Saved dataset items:
__________
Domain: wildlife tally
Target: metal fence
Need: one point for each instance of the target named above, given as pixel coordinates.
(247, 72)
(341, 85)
__________
▸ Exercise directions: Rewrite every line of the rows above, requests included. Multiply each pixel coordinate in the answers by 1.95 and round it to a whole number, with halves rounded up.

▸ Task result:
Domain: wildlife tally
Target: metal fence
Need: one point for each instance of the target named above, given as pixel coordinates.
(482, 140)
(665, 166)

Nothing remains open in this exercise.